→ CHALLENGE: In the passage about the Fargo "Nutcracker" production, which role does Matt Gasper play?

FARGO — Henry McMullen-Wendt was all set to make his “Nutcracker” debut last year, but a broken arm left him watching from the sidelines. The 10-year-old is back this year and looking forward to taking the stage.
It will be a step forward for the young dancer and something Matt Gasper, artistic director of Gasper’s School of Dance and its sibling organization, Fargo Moorhead Ballet, is excited to see. Young male dancers like McMullen-Wendt help show that dance — especially ballet — is not just for females.
“It is more accepting, but it’s still difficult. There’s still a stigma of it being feminine,” Gasper says.
This year’s production of “The Classic Nutcracker” has seven boys from ages 6 to 12 and eight men, 18 and older, including Gasper, who plays the butler.
That’s much better than in 2012’s show, which only featured three male dancers.

→ SUPPLIED INFORMATION:
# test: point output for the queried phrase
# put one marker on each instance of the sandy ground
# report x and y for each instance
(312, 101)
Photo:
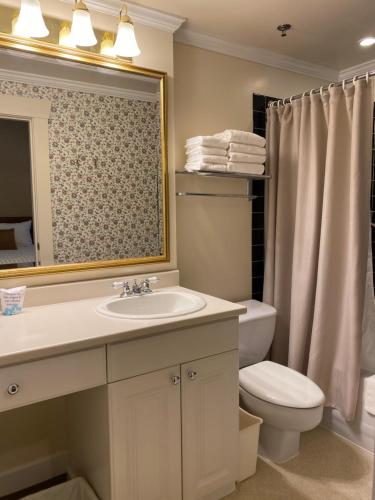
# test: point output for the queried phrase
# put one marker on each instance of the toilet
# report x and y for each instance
(288, 402)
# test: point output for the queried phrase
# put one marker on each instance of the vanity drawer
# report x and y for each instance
(28, 383)
(138, 356)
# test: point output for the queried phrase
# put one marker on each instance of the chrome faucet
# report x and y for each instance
(137, 289)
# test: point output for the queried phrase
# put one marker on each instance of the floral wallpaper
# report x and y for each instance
(105, 164)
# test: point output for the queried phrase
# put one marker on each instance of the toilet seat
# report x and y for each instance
(280, 385)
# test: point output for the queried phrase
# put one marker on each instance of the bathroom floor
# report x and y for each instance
(328, 468)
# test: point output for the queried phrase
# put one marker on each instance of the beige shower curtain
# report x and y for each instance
(319, 157)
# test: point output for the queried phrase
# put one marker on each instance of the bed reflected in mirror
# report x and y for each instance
(17, 240)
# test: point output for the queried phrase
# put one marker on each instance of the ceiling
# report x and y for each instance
(323, 32)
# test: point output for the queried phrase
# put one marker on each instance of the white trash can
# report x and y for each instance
(75, 489)
(249, 440)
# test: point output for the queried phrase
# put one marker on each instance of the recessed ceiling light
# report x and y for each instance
(367, 42)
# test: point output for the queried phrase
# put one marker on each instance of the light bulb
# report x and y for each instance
(367, 42)
(30, 22)
(82, 32)
(65, 36)
(106, 46)
(126, 43)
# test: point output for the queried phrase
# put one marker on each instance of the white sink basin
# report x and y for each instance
(159, 304)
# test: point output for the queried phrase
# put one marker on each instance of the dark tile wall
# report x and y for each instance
(259, 119)
(260, 103)
(373, 199)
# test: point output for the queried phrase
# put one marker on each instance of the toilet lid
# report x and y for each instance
(280, 385)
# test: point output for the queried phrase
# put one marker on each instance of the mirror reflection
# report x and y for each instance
(81, 164)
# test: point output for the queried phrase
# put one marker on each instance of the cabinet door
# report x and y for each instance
(210, 434)
(145, 426)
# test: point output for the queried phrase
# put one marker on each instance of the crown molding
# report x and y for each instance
(138, 13)
(76, 85)
(358, 69)
(255, 54)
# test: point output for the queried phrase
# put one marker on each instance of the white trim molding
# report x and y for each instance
(358, 69)
(139, 14)
(29, 474)
(255, 54)
(76, 85)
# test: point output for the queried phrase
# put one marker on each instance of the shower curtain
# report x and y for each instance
(317, 226)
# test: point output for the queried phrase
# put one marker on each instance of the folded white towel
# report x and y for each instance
(209, 141)
(245, 168)
(245, 158)
(192, 167)
(206, 159)
(203, 150)
(234, 147)
(242, 137)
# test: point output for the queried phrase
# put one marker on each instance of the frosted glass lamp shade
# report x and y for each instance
(65, 37)
(126, 43)
(30, 22)
(106, 46)
(82, 32)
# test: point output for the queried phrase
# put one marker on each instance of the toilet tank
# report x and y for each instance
(257, 328)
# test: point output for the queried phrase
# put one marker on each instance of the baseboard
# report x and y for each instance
(24, 476)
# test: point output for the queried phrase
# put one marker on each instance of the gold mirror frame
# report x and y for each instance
(53, 50)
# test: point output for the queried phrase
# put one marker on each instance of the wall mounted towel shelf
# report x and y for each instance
(233, 175)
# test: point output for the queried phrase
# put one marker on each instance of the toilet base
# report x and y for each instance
(278, 445)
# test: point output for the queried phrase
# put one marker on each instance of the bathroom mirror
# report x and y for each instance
(84, 161)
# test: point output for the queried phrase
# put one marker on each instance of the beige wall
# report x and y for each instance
(214, 92)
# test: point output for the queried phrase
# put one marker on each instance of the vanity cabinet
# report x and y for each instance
(165, 427)
(188, 411)
(145, 431)
(209, 407)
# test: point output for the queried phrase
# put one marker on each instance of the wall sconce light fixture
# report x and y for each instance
(126, 43)
(82, 31)
(30, 22)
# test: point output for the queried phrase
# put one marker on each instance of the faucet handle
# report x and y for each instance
(118, 284)
(153, 279)
(146, 284)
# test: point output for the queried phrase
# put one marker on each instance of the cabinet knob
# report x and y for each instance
(13, 389)
(175, 379)
(192, 374)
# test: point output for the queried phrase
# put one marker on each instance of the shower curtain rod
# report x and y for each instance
(282, 102)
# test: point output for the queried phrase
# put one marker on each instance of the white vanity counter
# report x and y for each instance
(174, 377)
(50, 330)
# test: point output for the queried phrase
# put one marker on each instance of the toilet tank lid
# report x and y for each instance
(256, 310)
(280, 385)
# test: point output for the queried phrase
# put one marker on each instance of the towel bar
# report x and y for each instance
(234, 175)
(217, 195)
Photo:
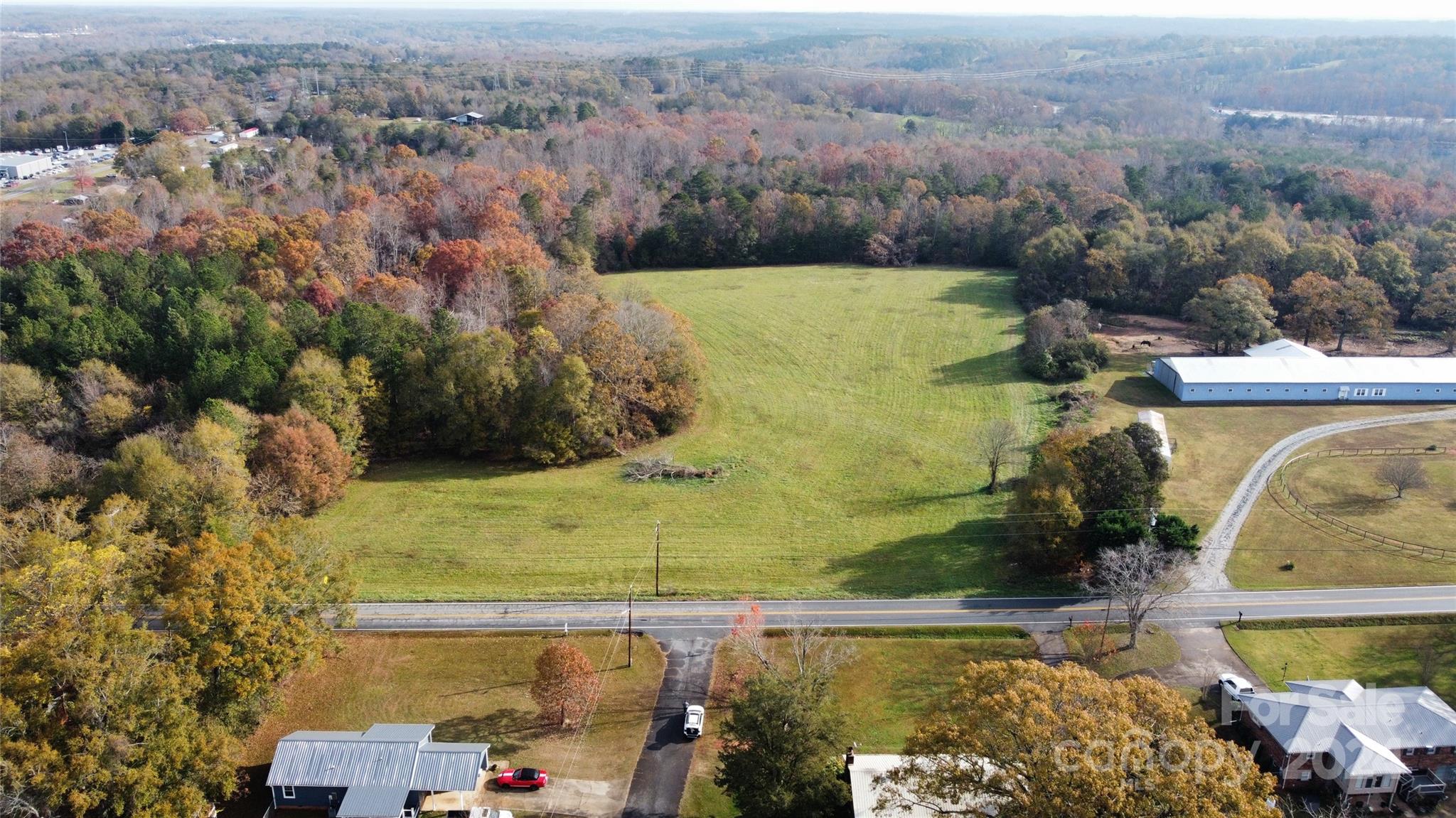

→ FULL SOLUTION: The butler.